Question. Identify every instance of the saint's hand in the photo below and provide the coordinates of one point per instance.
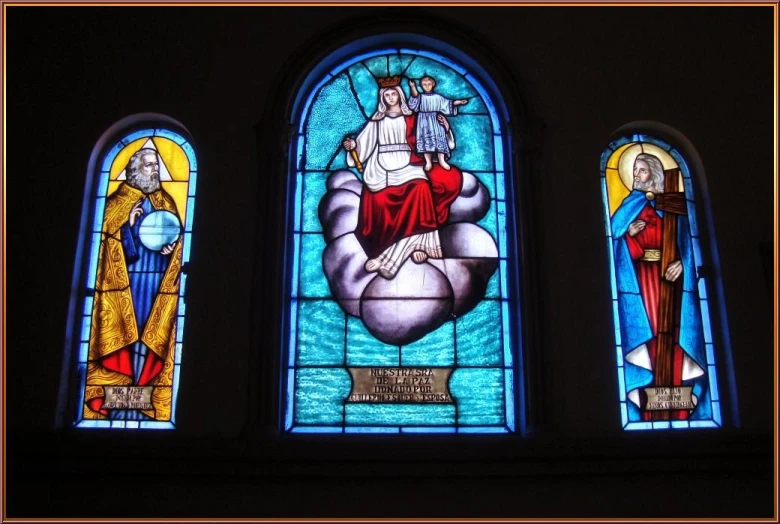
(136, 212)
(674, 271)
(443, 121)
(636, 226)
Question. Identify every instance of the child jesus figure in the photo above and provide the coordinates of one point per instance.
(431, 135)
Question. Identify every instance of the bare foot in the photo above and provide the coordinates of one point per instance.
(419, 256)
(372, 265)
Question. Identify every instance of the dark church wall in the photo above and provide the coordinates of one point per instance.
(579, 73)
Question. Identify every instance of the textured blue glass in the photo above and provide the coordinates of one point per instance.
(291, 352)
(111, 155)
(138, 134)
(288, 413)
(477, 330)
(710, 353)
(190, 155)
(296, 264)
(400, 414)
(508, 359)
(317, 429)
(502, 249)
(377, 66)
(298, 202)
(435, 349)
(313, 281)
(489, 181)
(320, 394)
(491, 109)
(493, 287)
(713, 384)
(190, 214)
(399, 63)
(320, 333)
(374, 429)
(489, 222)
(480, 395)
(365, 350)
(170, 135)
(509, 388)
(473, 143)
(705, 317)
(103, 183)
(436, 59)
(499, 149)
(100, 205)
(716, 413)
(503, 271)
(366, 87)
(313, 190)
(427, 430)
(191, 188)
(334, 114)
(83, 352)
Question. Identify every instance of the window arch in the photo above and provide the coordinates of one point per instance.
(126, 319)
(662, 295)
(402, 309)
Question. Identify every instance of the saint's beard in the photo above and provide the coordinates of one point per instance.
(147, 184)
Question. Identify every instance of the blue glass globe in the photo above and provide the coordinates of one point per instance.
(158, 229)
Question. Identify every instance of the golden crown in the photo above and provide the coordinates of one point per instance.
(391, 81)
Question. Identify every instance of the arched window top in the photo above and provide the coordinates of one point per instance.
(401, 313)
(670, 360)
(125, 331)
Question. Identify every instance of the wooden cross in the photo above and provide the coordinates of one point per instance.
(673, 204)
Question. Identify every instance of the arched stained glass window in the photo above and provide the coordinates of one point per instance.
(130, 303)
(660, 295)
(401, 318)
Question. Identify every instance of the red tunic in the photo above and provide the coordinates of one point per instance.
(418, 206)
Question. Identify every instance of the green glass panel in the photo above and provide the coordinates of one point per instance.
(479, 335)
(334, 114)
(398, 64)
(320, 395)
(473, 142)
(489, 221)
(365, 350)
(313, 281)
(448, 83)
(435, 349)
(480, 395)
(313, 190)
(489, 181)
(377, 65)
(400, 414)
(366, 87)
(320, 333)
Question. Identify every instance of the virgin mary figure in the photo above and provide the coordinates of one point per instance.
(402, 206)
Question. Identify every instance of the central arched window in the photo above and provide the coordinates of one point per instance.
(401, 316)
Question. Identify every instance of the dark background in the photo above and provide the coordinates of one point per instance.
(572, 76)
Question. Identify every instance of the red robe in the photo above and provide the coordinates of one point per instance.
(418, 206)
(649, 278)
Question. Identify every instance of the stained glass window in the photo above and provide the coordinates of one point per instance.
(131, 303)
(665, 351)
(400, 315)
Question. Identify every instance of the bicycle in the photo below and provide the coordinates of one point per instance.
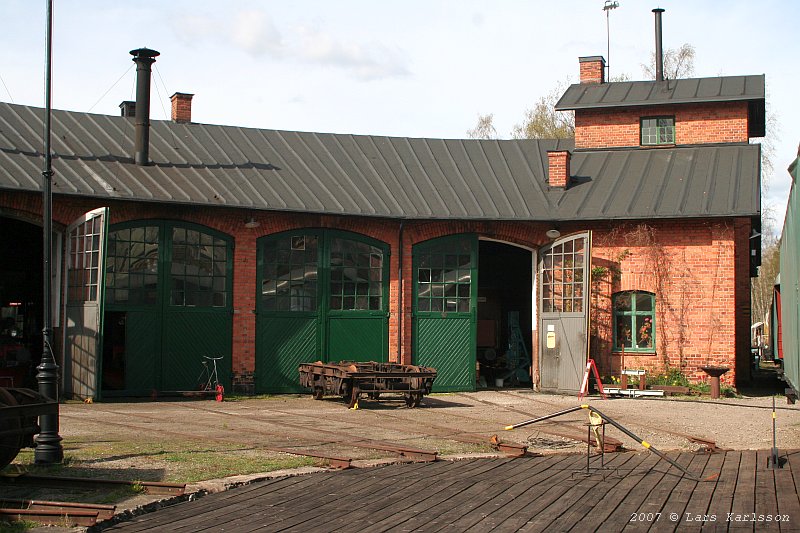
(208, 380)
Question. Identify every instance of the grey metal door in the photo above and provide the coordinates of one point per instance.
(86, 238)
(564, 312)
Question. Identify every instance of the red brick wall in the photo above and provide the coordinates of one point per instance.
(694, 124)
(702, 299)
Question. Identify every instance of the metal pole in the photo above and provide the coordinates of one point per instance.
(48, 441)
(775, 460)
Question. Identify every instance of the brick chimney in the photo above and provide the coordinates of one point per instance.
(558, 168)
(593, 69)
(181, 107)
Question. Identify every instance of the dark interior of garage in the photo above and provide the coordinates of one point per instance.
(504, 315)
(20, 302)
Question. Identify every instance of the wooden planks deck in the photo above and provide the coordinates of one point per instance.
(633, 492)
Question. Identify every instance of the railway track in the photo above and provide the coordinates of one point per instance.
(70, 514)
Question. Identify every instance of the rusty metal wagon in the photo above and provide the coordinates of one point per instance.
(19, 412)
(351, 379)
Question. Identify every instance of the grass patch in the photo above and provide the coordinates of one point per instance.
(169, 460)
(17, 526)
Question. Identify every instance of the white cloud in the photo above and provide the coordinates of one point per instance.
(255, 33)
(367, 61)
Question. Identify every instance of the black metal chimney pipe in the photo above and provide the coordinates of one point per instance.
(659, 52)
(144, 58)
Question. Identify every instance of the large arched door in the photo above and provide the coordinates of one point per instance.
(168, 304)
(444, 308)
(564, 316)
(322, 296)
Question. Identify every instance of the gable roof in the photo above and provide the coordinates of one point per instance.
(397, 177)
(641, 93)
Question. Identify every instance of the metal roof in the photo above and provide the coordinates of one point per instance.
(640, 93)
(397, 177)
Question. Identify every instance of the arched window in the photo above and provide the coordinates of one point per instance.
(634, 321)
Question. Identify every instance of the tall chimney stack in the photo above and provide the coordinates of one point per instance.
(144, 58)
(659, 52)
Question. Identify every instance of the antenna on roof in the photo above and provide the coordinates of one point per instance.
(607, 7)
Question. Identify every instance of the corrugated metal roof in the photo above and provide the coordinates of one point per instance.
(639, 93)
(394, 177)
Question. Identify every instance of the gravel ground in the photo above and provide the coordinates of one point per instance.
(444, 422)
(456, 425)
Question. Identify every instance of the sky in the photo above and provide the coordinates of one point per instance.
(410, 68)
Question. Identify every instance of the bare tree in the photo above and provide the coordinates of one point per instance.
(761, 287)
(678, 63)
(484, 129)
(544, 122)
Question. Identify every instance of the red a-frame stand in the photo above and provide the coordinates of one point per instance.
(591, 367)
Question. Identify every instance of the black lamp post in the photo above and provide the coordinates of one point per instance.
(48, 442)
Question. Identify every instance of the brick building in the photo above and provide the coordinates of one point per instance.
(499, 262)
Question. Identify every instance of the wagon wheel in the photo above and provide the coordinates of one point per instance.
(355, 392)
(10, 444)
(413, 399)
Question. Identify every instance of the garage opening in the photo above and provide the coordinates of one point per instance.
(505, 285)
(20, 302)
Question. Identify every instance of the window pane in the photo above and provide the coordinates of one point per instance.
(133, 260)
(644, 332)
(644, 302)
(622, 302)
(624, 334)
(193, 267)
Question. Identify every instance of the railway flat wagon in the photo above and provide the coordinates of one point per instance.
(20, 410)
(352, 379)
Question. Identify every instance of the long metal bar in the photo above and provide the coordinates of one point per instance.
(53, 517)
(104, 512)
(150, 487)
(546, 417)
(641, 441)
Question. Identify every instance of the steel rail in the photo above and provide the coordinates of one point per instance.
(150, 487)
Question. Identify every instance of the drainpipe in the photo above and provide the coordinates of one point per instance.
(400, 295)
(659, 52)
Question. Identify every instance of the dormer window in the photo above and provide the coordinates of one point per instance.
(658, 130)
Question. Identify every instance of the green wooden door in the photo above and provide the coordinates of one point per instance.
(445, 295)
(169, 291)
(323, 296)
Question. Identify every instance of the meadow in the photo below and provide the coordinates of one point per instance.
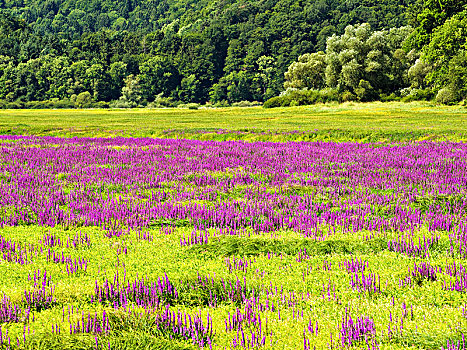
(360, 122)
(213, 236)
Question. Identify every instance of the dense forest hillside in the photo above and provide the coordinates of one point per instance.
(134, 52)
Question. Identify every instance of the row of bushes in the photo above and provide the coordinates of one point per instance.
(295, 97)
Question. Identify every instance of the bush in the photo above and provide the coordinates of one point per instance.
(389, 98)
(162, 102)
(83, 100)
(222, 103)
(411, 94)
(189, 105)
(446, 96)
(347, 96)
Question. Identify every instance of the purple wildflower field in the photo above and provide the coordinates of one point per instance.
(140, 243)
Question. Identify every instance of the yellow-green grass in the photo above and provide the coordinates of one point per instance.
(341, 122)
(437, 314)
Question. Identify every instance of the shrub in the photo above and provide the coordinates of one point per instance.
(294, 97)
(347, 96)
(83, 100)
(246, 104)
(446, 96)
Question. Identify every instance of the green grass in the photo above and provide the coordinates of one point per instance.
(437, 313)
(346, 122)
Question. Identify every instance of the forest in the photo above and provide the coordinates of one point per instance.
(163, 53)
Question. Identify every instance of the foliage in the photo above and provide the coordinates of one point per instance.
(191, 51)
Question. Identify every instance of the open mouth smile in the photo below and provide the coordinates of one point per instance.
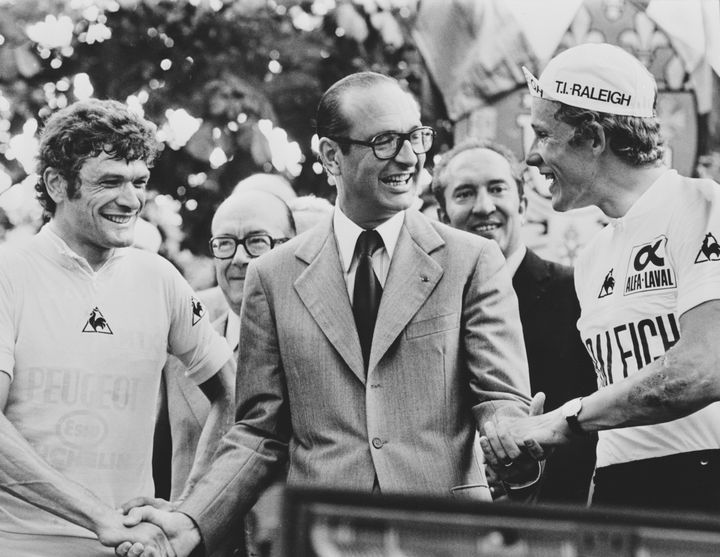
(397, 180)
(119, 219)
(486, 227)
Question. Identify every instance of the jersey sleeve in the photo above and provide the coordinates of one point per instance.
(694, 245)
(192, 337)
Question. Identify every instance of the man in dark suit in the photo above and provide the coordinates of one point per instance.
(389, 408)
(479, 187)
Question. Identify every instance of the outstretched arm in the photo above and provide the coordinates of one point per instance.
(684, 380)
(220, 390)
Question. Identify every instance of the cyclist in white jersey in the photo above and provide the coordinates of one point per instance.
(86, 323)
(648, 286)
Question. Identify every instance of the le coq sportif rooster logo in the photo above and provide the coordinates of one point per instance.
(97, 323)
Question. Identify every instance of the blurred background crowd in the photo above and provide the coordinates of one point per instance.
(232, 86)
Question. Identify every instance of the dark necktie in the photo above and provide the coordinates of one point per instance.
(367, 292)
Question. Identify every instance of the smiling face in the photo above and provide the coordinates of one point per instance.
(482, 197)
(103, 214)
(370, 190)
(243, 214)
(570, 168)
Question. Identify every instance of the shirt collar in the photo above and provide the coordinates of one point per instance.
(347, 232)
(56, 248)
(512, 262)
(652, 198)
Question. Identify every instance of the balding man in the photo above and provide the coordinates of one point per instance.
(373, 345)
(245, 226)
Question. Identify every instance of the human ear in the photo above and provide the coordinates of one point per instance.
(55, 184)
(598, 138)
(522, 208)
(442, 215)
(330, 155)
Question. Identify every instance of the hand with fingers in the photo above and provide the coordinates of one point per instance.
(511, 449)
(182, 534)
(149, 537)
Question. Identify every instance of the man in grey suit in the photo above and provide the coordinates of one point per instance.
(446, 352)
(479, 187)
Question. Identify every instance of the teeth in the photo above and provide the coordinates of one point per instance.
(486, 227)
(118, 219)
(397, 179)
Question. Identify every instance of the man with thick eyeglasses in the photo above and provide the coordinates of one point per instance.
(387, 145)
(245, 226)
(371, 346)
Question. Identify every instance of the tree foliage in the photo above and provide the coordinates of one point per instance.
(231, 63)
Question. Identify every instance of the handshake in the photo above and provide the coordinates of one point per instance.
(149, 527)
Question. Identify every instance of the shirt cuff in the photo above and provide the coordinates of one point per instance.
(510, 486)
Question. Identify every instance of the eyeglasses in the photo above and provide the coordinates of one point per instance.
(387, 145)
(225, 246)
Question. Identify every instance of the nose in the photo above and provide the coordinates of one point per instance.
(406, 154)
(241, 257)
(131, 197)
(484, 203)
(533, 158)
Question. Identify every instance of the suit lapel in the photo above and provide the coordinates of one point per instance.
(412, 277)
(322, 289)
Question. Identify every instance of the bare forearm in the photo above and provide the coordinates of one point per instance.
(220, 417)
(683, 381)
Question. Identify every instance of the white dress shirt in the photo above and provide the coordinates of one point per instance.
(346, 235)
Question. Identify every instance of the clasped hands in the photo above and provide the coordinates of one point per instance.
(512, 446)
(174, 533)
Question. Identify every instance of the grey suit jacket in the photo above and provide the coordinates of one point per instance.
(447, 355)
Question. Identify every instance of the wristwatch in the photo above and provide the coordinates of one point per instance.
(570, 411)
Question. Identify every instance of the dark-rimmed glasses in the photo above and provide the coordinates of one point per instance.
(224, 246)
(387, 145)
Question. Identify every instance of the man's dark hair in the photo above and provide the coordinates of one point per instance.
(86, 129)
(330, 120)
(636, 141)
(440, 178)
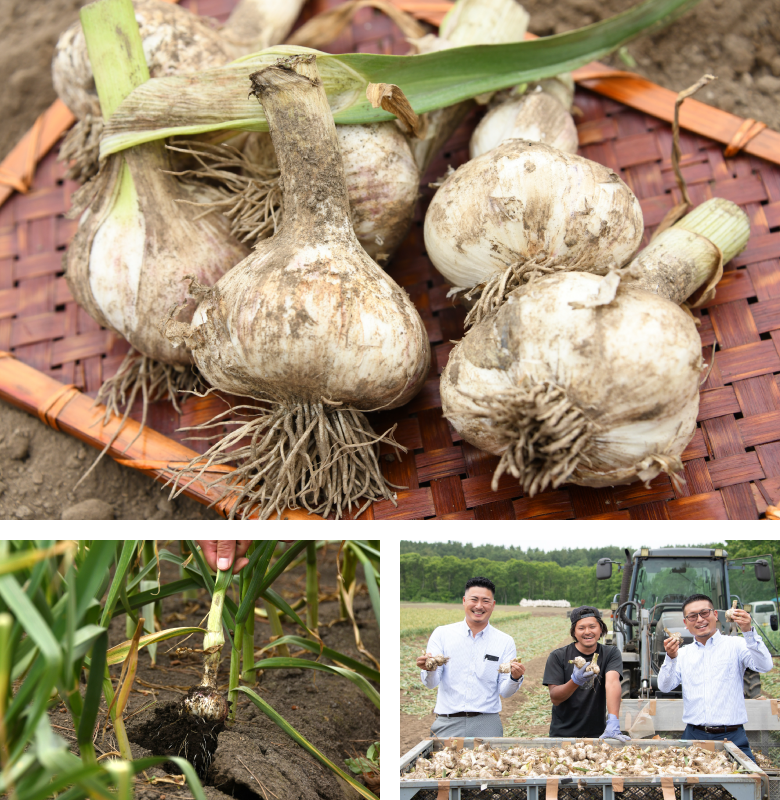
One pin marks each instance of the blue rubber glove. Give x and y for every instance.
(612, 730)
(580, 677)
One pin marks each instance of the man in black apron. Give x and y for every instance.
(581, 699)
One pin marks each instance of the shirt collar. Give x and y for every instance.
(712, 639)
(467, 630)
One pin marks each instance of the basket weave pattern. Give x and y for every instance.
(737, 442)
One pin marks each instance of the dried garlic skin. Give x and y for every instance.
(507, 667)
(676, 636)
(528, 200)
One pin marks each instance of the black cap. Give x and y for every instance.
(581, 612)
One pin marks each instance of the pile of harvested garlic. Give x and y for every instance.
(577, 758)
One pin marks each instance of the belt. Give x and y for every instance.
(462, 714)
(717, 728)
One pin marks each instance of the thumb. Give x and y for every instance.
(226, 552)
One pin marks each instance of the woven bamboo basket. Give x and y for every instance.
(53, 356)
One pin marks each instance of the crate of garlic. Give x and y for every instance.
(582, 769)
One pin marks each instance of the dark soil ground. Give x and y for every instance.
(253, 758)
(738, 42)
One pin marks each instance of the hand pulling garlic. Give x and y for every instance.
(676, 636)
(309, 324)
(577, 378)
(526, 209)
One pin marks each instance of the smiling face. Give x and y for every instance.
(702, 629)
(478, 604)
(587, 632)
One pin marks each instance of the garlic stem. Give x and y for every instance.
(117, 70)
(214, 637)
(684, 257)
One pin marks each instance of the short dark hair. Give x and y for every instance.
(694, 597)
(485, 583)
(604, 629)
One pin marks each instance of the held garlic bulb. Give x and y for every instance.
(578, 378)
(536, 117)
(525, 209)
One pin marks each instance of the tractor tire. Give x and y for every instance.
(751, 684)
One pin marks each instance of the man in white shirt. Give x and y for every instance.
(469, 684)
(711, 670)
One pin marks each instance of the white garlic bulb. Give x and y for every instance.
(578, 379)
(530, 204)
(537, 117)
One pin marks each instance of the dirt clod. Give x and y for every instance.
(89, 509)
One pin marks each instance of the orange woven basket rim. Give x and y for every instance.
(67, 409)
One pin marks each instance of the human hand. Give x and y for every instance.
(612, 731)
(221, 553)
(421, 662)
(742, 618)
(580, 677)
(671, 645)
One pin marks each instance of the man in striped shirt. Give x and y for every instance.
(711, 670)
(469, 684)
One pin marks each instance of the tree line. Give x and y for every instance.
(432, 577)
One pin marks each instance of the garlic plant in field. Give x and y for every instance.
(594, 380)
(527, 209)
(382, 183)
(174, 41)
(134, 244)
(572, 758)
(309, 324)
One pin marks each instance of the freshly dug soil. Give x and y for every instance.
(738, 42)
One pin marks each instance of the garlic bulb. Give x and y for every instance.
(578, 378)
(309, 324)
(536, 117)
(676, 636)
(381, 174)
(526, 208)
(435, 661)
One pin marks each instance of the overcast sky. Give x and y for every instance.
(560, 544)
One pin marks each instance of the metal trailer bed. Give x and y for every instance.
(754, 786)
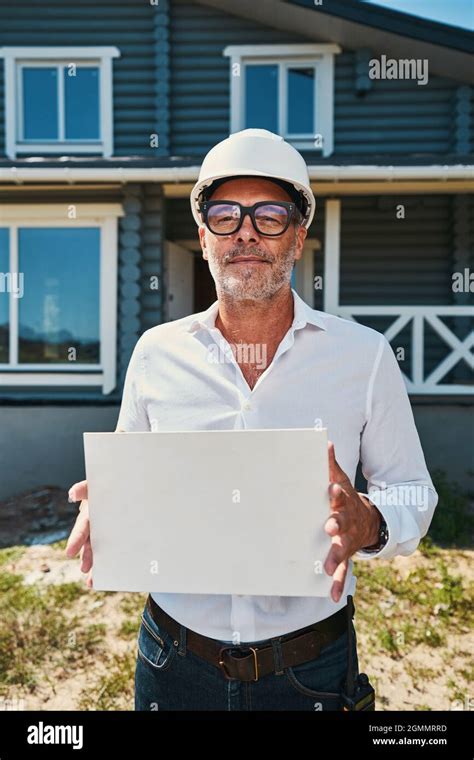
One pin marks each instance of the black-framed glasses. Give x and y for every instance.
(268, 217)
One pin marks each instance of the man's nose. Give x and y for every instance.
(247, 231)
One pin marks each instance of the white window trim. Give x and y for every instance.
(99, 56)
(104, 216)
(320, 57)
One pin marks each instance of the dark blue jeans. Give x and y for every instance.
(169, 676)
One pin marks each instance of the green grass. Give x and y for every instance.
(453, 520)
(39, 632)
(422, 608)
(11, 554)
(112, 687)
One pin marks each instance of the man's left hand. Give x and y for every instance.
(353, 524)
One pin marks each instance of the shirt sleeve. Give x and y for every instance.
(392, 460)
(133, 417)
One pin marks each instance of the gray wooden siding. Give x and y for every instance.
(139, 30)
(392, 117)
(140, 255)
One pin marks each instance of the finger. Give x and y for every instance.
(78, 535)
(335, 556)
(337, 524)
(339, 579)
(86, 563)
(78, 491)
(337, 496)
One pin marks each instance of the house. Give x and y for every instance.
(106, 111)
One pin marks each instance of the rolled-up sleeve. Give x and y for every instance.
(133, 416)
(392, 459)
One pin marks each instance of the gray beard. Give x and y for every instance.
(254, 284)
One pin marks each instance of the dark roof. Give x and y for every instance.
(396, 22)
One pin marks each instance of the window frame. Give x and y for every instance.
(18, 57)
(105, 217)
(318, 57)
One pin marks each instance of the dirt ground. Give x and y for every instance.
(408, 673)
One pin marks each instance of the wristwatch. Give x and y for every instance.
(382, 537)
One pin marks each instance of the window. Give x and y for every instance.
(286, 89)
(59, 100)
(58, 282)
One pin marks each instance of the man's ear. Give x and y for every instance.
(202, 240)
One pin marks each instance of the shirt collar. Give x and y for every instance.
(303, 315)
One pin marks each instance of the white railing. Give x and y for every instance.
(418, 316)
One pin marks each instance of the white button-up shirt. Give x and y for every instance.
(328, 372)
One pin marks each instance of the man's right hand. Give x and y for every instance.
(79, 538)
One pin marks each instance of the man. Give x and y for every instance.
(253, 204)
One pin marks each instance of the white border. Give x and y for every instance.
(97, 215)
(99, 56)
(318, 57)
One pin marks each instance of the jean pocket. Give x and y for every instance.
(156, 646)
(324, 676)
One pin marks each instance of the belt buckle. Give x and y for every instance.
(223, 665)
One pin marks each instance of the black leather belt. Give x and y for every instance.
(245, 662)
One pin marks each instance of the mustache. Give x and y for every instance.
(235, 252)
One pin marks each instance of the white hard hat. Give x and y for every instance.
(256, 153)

*ABOUT THIS EXERCISE:*
From the line containing "One pin marks each instance of the white railing." down to the last line, reproduce the records exactly. Include both ends.

*WRITTEN ANSWER:*
One pin marks each instance of the white railing. Give x and y for every instance.
(418, 316)
One pin marks each instance of the white button-up shirt. Give x and y for every instance.
(328, 372)
One pin marks each instance of the man's right hand. Give x and y for every instance.
(79, 538)
One pin marks each instance of the man. Give x and y for every instance.
(253, 204)
One pin marks each instance of the white border. Give x and y for every instance.
(97, 215)
(99, 56)
(318, 57)
One pin marks each instance of the jean pocket. Give x and y for every instance.
(156, 646)
(324, 676)
One pin marks each instance of the belt buckle. Give x and y for every instance.
(223, 665)
One pin marks each instance of the black leather belt. Give x and y for every instance.
(245, 662)
One pin marks each instance of the mustache. Give x and y for every instance.
(235, 252)
One pin marks each instance of the white hard hat. Give x and y for every instance.
(256, 153)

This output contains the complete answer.